Work task:
Show each line of the data below in which "detection" occurs.

Supplied material:

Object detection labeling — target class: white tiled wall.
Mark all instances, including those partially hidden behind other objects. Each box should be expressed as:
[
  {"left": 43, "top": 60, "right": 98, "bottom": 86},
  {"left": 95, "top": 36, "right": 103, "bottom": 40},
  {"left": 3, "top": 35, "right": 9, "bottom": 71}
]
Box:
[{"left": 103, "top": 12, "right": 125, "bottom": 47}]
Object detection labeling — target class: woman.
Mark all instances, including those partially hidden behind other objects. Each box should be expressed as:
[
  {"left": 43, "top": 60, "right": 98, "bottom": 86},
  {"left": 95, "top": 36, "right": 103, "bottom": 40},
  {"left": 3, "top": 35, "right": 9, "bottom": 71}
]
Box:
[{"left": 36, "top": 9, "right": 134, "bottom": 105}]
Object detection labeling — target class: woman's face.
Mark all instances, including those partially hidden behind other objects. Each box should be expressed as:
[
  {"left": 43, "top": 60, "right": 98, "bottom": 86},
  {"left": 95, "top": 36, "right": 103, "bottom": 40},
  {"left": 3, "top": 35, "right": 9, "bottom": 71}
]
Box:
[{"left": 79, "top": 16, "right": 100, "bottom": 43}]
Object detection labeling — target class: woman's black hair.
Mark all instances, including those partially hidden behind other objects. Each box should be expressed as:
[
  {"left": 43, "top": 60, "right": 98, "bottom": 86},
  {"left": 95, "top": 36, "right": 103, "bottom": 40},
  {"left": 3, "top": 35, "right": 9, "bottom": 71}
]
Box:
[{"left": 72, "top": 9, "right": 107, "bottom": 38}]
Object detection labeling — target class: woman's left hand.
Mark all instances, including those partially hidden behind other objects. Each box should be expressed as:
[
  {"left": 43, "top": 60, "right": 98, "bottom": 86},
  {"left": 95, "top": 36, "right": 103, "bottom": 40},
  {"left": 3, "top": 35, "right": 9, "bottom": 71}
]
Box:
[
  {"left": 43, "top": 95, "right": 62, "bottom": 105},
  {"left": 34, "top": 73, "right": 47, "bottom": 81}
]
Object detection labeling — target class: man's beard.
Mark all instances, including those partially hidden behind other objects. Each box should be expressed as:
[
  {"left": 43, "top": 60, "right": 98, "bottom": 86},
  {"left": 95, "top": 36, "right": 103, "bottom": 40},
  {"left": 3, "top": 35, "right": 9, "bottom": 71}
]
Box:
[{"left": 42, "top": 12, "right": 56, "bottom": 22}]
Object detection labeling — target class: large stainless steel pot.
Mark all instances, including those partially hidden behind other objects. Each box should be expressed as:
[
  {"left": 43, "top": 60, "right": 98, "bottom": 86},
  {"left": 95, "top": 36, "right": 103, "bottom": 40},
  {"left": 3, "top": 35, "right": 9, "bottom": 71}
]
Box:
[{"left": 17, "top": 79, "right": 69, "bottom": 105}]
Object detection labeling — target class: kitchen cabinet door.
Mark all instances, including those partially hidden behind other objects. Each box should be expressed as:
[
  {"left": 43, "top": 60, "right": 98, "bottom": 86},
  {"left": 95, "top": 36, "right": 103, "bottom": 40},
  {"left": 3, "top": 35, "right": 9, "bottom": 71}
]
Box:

Task response:
Object detection labeling — target class: white tiled wall.
Object detection labeling — target class: woman.
Object detection labeling — target class: woman's face.
Object detection labeling — target class: woman's black hair.
Object detection labeling — target class: woman's left hand.
Object detection labeling — target class: man's beard.
Object detection labeling — target class: large stainless steel pot.
Object detection labeling — target class: kitchen cabinet door.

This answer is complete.